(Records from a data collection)
-=-=-

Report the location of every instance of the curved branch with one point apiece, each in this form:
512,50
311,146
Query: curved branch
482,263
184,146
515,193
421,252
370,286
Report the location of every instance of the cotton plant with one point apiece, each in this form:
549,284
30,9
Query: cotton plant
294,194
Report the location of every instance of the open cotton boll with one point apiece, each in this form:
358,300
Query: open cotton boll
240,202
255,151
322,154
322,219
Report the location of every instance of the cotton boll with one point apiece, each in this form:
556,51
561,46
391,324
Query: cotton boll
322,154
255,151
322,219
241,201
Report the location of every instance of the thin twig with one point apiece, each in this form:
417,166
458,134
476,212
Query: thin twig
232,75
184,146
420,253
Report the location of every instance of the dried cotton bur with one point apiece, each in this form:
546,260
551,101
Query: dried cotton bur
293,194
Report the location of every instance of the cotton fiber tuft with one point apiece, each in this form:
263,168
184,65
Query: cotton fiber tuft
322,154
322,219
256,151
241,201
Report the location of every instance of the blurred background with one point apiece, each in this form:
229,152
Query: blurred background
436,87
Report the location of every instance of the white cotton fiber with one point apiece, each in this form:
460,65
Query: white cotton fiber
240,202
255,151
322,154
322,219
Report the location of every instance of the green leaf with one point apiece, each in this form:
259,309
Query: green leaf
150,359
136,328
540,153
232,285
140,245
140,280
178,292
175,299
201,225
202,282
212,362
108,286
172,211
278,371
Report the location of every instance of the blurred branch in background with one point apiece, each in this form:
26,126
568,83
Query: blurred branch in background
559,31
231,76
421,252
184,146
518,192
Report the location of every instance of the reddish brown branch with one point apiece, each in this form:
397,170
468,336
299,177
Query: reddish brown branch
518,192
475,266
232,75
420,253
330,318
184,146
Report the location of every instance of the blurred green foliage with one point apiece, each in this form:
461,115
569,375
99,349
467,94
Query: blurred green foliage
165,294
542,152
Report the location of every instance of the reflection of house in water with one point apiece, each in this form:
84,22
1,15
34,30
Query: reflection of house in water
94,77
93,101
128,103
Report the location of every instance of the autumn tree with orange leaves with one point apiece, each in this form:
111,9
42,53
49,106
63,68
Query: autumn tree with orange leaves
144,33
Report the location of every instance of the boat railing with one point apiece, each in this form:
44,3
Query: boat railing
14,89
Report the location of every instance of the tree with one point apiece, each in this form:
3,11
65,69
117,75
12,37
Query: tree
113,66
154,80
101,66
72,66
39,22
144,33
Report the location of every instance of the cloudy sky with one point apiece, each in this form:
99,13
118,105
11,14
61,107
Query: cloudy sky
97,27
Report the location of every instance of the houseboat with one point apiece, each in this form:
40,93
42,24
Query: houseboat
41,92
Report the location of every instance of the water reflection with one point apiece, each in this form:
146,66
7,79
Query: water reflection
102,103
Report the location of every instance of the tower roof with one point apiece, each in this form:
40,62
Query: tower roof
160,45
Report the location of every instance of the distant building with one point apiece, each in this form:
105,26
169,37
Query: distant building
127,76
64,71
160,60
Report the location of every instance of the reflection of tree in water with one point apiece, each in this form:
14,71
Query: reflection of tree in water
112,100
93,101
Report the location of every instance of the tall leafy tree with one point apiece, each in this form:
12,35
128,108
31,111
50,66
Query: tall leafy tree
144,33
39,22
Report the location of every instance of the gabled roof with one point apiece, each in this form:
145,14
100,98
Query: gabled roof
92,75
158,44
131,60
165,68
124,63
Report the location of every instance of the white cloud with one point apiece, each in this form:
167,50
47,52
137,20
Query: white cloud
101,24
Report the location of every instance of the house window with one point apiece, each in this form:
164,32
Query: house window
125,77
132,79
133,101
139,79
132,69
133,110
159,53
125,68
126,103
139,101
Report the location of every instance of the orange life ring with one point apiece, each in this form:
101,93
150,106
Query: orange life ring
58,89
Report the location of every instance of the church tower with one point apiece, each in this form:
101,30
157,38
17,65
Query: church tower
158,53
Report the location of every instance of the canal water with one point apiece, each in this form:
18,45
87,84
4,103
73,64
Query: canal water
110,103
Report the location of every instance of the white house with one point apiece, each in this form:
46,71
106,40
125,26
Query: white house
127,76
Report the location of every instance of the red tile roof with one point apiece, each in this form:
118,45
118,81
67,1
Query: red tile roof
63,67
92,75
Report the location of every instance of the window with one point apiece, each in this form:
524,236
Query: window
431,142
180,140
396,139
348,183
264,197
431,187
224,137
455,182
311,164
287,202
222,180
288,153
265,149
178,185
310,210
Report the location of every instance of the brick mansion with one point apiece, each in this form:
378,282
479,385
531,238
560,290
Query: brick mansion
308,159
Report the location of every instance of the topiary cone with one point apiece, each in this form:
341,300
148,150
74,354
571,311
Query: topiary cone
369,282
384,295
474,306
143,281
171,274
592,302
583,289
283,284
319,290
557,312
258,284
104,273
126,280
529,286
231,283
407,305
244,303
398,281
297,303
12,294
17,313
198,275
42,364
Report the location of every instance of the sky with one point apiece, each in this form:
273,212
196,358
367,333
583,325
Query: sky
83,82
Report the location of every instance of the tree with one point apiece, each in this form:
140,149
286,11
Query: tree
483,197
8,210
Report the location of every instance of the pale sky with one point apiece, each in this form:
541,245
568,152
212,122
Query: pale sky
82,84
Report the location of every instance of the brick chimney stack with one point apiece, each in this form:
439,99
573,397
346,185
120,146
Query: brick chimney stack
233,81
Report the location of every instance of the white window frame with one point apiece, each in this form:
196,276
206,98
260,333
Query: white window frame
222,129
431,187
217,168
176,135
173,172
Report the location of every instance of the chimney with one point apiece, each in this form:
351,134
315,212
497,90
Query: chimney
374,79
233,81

-=-=-

> _REQUIRED WORK_
Convert all of the items above into a numbered list with one line per entry, leaving out any blank lines.

> _RESPONSE TO THE EXERCISE_
1. Report the location of every instance of the curved branch with one point apiece, each in this form:
2. 512,50
3. 311,146
4. Query: curved branch
5. 482,263
6. 184,146
7. 515,193
8. 421,252
9. 370,286
10. Report the location of every instance of the cotton plant with one point apiece, each in this form:
11. 549,284
12. 30,9
13. Query: cotton plant
14. 294,194
15. Report the location of every instance of the open cotton boll with one point apiece, each in this form:
16. 358,300
17. Query: open cotton boll
18. 240,202
19. 255,151
20. 322,154
21. 322,219
22. Report the location of every instance of the cotton boll with one point apiece, each in this form:
23. 556,51
24. 561,46
25. 391,324
26. Query: cotton boll
27. 322,154
28. 255,151
29. 322,219
30. 241,201
31. Report the location of every instance of the thin twig with one point apiece, each in this form:
32. 417,166
33. 458,134
34. 476,212
35. Query: thin twig
36. 232,75
37. 184,146
38. 420,253
39. Report the location of every instance of the dried cotton bur with one point apiece, each in this form:
40. 546,260
41. 551,101
42. Query: dried cotton bur
43. 293,194
44. Report the location of every instance of the cotton fiber tuft with one point apiece, each in this form:
45. 263,168
46. 184,65
47. Query: cotton fiber tuft
48. 322,154
49. 322,219
50. 256,151
51. 241,201
52. Report the location of every instance of the blurred background with one point apiece, each in this form:
53. 229,152
54. Query: blurred background
55. 436,87
56. Report the location of every instance of the white cotton fiber with one point apiece, each in this form:
57. 460,65
58. Query: white cotton fiber
59. 240,202
60. 255,151
61. 322,154
62. 322,219
63. Report the location of every instance of the green leaf with one point apiece, each in this form:
64. 259,309
65. Query: green leaf
66. 150,359
67. 136,328
68. 540,153
69. 232,285
70. 140,245
71. 140,280
72. 178,292
73. 175,299
74. 201,225
75. 202,282
76. 212,362
77. 108,286
78. 172,211
79. 278,371
80. Report the location of every instance of the blurred branch in background with one point apiece, each in this form:
81. 26,126
82. 568,83
83. Query: blurred branch in background
84. 559,31
85. 231,76
86. 421,252
87. 184,146
88. 518,192
89. Report the location of every instance of the reddish brown branch with one point apiece, each in this form:
90. 397,170
91. 468,336
92. 299,177
93. Query: reddish brown branch
94. 518,192
95. 475,266
96. 232,75
97. 420,253
98. 330,318
99. 184,146
100. Report the location of every instance of the blurred green foliage with one point apiece, each in this form:
101. 461,115
102. 569,375
103. 99,349
104. 467,94
105. Query: blurred green foliage
106. 165,294
107. 542,152
108. Report the location of every instance of the reflection of house in water with one point apiece, each in this form:
109. 84,22
110. 1,15
111. 34,30
112. Query: reflection of house in water
113. 94,77
114. 93,101
115. 128,103
116. Report the location of every instance of the autumn tree with orange leaves with one point apiece, each in this form:
117. 111,9
118. 42,53
119. 49,106
120. 63,68
121. Query: autumn tree with orange leaves
122. 144,33
123. Report the location of every instance of the boat railing with one point apiece, each in this form:
124. 44,3
125. Query: boat railing
126. 14,89
127. Report the location of every instance of the tree with one point apiece, each in this form:
128. 3,11
129. 65,69
130. 117,75
131. 12,37
132. Query: tree
133. 113,66
134. 154,80
135. 101,66
136. 72,66
137. 39,22
138. 144,33
139. Report the location of every instance of the cloudy sky with one point apiece, each in this form:
140. 99,13
141. 118,105
142. 11,14
143. 61,107
144. Query: cloudy sky
145. 97,27
146. Report the location of every instance of the houseboat with one point apiece, each in this form:
147. 40,93
148. 42,24
149. Query: houseboat
150. 41,92
151. Report the location of every instance of the water reflection with one point apiece, each in this form:
152. 146,66
153. 7,79
154. Query: water reflection
155. 102,103
156. Report the location of every instance of the tower roof with one point apiece, each in this form:
157. 40,62
158. Query: tower roof
159. 160,45
160. Report the location of every instance of the distant building with one point apiece, each in this form:
161. 105,26
162. 169,37
163. Query: distant building
164. 127,76
165. 64,71
166. 160,60
167. Report the location of every instance of the reflection of tree in water with one point apiece, each in this form:
168. 14,71
169. Query: reflection of tree in water
170. 112,100
171. 93,101
172. Report the location of every instance of the tall leafy tree with one point apiece, each in this form:
173. 12,35
174. 128,108
175. 31,111
176. 50,66
177. Query: tall leafy tree
178. 144,33
179. 39,22
180. Report the location of every instance of the gabled roof with one point apiece, each in this form:
181. 145,14
182. 100,98
183. Query: gabled roof
184. 92,75
185. 158,44
186. 131,60
187. 165,68
188. 124,63
189. Report the location of every instance of the white cloud with one point apiece, each in this form:
190. 167,50
191. 47,52
192. 137,20
193. Query: white cloud
194. 101,24
195. Report the location of every instance of the house window with one point apiece, each in this form:
196. 164,32
197. Query: house window
198. 125,77
199. 132,79
200. 133,101
201. 139,79
202. 132,69
203. 133,110
204. 159,53
205. 125,68
206. 126,103
207. 139,101
208. Report the location of every instance of the orange life ring with one point apiece, each in this form:
209. 101,93
210. 150,106
211. Query: orange life ring
212. 58,89
213. Report the location of every instance of the church tower with one point apiece, each in this form:
214. 101,30
215. 157,38
216. 17,65
217. Query: church tower
218. 158,53
219. Report the location of every instance of the canal water with one point apiece, each in this form:
220. 18,45
221. 87,84
222. 4,103
223. 73,64
224. Query: canal water
225. 110,103
226. Report the location of every instance of the white house with one point apiece, each in this form:
227. 46,71
228. 106,40
229. 125,26
230. Query: white house
231. 127,76
232. Report the location of every instance of the red tile roof with one point apiece, each in this form:
233. 118,45
234. 118,81
235. 67,1
236. Query: red tile roof
237. 63,67
238. 92,75
239. Report the location of every instance of the window with one point apiece, each in this form:
240. 524,236
241. Query: window
242. 431,142
243. 180,140
244. 396,139
245. 348,183
246. 264,197
247. 431,187
248. 224,137
249. 455,182
250. 311,164
251. 287,202
252. 222,180
253. 288,153
254. 265,149
255. 178,185
256. 310,210
257. Report the location of every instance of the brick mansion with one point apiece, each in this form:
258. 378,282
259. 479,385
260. 531,238
261. 560,290
262. Query: brick mansion
263. 308,159
264. Report the location of every instance of the topiary cone with one point apiece, each in this form:
265. 341,300
266. 148,150
267. 74,354
268. 571,311
269. Query: topiary cone
270. 369,282
271. 384,295
272. 474,306
273. 143,281
274. 171,274
275. 592,302
276. 583,289
277. 283,284
278. 319,290
279. 557,312
280. 258,284
281. 104,273
282. 126,280
283. 529,286
284. 231,283
285. 407,305
286. 244,303
287. 398,281
288. 297,303
289. 12,294
290. 17,313
291. 198,275
292. 42,364
293. Report the location of every instance of the sky with one point apiece, each in this form:
294. 273,212
295. 196,358
296. 367,333
297. 583,325
298. Query: sky
299. 83,82
300. Report the location of every instance of the tree with one point apiece, each in this form:
301. 140,149
302. 286,11
303. Query: tree
304. 483,197
305. 8,210
306. Report the location of every instance of the pale sky with one point apiece, each in this form:
307. 541,245
308. 568,152
309. 212,122
310. Query: pale sky
311. 82,84
312. Report the location of every instance of the brick chimney stack with one point apiece, each in this form:
313. 439,99
314. 573,397
315. 346,185
316. 120,146
317. Query: brick chimney stack
318. 233,81
319. Report the location of every instance of the white window frame with one point apiece, each in this form:
320. 196,276
321. 206,98
322. 260,333
323. Query: white window frame
324. 222,129
325. 431,187
326. 217,168
327. 176,135
328. 173,172
329. Report the location of every instance of the chimney with one point apiece, each in this form:
330. 351,134
331. 315,212
332. 497,90
333. Query: chimney
334. 374,79
335. 233,81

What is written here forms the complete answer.